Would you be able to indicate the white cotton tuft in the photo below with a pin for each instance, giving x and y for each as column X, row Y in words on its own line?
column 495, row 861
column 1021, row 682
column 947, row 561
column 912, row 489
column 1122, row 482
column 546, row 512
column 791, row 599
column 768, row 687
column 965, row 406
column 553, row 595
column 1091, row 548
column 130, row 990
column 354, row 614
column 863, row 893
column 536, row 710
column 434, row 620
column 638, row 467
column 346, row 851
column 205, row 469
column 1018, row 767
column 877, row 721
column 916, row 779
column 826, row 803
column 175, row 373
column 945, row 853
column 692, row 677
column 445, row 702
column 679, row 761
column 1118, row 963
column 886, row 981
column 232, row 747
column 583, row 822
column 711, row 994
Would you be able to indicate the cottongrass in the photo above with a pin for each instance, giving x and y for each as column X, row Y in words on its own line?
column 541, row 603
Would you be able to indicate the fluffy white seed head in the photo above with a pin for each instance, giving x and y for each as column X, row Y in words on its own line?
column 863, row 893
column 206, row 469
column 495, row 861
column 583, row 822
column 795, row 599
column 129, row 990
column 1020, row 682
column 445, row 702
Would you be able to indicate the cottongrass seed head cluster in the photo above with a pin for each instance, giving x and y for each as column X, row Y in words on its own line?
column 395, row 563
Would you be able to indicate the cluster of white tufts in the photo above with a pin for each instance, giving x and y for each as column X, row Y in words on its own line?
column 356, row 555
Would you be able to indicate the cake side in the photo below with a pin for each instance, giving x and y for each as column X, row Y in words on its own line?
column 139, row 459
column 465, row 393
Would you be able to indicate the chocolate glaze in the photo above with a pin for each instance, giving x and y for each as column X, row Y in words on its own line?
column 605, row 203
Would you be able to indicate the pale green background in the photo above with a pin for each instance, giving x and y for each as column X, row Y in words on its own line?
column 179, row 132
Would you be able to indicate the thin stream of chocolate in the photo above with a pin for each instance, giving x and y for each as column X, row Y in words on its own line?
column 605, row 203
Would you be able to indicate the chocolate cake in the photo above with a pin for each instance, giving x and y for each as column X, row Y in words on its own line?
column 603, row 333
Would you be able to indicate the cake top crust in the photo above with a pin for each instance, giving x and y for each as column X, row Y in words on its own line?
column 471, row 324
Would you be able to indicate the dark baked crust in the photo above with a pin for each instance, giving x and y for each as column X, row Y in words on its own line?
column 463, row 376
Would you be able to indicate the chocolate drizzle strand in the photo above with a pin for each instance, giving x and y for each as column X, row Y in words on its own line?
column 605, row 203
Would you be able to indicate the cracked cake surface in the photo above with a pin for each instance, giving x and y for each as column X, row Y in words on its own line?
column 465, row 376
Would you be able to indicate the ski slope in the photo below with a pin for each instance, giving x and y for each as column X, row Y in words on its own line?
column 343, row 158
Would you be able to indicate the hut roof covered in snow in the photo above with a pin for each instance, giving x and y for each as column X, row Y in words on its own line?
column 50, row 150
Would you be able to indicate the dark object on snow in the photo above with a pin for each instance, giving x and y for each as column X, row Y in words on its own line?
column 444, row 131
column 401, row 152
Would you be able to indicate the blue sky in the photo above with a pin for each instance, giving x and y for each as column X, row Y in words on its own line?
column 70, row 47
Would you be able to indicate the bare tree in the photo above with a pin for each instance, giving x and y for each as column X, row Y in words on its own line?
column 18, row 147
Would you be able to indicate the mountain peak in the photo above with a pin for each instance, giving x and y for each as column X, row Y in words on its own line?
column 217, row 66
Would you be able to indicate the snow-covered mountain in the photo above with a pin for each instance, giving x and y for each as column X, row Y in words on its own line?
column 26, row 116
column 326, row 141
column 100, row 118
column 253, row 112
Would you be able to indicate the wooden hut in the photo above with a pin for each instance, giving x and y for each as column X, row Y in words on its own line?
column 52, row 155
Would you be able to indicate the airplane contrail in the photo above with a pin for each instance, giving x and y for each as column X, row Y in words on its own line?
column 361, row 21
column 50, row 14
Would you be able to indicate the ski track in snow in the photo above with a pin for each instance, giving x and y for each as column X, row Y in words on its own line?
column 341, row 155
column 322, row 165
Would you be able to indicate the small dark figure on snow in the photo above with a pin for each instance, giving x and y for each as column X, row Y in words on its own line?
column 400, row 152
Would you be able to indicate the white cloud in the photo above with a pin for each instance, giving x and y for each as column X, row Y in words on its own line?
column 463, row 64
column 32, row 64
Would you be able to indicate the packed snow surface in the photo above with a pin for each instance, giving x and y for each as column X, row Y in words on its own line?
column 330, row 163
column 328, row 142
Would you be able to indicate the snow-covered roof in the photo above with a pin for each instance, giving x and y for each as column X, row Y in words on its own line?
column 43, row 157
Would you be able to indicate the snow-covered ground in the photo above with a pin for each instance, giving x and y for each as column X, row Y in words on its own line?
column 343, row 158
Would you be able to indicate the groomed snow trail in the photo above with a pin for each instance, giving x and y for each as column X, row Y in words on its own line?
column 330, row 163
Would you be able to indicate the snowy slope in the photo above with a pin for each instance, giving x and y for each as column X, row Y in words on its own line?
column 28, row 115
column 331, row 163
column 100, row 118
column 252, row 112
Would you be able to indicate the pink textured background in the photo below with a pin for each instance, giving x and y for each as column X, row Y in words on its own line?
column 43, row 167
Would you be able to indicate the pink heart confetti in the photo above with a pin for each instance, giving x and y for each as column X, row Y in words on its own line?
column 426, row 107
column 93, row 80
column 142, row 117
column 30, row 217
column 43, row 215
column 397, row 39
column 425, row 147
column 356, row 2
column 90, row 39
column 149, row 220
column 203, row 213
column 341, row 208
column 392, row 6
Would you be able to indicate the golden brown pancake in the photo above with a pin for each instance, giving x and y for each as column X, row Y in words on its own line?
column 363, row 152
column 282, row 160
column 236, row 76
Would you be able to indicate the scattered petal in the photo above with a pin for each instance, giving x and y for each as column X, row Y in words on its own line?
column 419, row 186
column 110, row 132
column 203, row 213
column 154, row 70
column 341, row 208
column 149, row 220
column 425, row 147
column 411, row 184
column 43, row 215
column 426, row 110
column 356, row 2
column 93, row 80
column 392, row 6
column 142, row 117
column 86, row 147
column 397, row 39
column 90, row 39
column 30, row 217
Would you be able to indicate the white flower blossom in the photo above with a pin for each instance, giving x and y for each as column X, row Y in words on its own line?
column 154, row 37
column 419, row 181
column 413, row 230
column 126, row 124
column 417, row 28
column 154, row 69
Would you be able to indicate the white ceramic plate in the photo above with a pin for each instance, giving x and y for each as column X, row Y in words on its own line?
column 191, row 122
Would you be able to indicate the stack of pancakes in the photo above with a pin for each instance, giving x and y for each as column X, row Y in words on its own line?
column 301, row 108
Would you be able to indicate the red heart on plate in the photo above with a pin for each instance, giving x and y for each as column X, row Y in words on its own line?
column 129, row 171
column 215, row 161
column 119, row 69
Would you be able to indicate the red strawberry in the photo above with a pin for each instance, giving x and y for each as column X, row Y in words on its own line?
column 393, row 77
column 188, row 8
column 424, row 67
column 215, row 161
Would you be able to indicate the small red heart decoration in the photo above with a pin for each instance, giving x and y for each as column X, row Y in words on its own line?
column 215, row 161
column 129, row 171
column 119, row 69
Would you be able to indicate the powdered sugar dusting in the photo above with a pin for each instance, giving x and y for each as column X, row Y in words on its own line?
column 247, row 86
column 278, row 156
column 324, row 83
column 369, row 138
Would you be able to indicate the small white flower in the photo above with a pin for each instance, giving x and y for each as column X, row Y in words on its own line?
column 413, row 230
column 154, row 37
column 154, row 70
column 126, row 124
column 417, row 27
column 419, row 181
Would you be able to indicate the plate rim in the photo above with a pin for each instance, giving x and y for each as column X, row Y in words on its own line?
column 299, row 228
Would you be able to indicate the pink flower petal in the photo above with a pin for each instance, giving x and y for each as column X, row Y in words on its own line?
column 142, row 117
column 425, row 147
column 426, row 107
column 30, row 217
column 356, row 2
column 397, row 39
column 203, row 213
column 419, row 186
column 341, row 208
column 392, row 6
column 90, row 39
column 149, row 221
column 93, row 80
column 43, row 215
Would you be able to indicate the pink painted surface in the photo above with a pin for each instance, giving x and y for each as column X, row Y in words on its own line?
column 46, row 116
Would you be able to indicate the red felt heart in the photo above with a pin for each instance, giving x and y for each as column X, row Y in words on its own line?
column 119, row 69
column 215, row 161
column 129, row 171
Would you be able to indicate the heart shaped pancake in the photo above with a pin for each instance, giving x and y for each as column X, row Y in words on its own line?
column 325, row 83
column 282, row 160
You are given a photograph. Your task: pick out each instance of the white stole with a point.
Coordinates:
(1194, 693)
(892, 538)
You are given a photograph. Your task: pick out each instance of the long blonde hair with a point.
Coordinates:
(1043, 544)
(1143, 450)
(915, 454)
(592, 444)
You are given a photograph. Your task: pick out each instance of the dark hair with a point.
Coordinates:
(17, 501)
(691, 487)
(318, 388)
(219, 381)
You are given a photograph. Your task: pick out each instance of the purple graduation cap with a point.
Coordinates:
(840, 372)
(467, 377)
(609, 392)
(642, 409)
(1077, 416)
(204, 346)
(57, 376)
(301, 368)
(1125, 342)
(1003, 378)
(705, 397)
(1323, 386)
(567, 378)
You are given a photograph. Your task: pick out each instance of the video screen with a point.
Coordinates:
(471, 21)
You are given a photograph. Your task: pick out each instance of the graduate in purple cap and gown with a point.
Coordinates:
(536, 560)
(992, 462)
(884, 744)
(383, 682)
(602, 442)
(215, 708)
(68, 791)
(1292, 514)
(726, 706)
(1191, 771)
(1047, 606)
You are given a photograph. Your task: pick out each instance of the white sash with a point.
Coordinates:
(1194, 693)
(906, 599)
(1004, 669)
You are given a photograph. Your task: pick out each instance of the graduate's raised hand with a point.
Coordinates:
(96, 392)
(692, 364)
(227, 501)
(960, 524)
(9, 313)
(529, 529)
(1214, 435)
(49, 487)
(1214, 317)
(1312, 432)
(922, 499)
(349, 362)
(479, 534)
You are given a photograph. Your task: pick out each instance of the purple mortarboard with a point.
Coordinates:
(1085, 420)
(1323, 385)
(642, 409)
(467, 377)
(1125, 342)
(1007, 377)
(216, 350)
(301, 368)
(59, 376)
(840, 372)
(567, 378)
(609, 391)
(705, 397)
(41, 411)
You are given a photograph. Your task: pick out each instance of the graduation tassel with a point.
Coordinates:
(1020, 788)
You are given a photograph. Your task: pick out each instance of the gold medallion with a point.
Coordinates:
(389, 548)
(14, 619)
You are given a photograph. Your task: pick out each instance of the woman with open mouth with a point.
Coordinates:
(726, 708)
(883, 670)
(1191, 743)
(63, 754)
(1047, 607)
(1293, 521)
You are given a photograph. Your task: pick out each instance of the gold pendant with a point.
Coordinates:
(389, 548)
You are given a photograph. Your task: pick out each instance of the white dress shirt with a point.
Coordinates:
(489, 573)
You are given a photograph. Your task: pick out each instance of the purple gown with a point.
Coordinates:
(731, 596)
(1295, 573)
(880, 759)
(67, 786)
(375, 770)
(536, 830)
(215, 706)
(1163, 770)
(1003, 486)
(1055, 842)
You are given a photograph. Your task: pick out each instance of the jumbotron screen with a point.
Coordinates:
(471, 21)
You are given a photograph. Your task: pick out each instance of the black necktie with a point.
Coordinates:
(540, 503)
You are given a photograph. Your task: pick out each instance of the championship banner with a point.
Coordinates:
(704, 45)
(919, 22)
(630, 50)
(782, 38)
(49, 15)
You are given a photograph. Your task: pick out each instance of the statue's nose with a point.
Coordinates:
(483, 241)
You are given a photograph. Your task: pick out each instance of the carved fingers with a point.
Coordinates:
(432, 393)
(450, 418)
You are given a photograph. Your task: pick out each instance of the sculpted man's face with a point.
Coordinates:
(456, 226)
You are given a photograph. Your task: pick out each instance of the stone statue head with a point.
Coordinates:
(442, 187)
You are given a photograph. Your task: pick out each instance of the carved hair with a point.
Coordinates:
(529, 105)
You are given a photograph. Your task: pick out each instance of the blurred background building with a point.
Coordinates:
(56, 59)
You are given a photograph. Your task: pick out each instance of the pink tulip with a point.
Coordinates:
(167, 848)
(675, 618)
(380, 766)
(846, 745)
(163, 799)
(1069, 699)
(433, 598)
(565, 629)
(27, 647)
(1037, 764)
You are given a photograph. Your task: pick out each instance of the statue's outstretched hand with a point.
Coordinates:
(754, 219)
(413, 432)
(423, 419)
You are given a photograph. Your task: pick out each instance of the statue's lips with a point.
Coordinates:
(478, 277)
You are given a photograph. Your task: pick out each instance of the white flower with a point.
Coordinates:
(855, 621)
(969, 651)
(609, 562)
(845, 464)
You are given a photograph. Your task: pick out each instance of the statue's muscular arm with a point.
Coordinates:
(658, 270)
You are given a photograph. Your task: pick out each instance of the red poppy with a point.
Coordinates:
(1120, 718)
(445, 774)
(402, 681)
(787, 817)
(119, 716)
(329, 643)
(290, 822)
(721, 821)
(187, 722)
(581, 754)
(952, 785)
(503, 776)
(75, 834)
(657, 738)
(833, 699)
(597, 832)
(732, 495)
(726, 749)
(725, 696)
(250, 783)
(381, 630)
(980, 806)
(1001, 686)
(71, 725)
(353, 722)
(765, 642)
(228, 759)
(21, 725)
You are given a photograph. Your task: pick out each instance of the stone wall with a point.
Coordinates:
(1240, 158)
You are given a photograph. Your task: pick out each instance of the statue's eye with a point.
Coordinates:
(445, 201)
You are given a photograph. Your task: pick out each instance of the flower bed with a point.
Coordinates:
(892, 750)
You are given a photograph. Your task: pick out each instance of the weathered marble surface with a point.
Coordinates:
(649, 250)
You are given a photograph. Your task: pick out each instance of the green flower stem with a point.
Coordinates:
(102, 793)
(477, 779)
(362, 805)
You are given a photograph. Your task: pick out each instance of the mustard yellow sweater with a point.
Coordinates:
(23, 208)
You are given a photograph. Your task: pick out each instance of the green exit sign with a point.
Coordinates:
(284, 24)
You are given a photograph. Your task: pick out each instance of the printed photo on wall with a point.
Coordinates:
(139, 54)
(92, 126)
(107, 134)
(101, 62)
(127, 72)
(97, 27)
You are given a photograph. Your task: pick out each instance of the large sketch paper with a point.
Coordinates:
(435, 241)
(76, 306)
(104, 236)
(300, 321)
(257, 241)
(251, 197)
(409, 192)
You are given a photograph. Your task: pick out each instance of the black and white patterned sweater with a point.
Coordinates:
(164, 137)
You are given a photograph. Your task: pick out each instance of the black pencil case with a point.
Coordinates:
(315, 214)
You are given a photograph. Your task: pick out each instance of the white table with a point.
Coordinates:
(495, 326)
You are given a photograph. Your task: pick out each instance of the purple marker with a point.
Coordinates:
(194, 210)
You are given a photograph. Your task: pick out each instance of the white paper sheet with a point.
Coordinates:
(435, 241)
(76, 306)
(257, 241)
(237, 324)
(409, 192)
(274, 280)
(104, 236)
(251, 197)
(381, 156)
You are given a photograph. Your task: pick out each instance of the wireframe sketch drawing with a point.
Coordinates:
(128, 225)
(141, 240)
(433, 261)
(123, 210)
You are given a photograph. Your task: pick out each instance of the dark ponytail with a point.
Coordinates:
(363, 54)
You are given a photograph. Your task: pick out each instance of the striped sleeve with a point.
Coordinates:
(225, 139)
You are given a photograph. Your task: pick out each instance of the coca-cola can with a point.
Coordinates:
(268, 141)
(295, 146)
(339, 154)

• Task details: Copy out the listing from the line with "Would you be able to indicate the dark baked" to the line with "column 50, row 150", both of those lines included, keeping every character unchanged.

• Task response:
Would you be able to indicate the dark baked crust in the photo above with a pin for each instance, giving x and y for each as column X, row Y in words on its own line?
column 463, row 376
Would you be able to indicate the chocolate drizzle strand in the photo above with a pin for each instance, giving x and y for each as column X, row Y in words on its own line?
column 605, row 203
Would you be able to indicate the cracked cake surface in the photo above with a pin for each instance, giving x and y for each as column X, row Y in words on its own line?
column 465, row 376
Would you be able to indicate the ski slope in the photo below with a pin for each instance, giving x and y for each as column X, row Y in words on its own line?
column 343, row 158
Would you be able to indicate the hut roof covered in snow in the photo above with a pin for each instance, giving x and y for each as column X, row Y in words on its own line?
column 50, row 150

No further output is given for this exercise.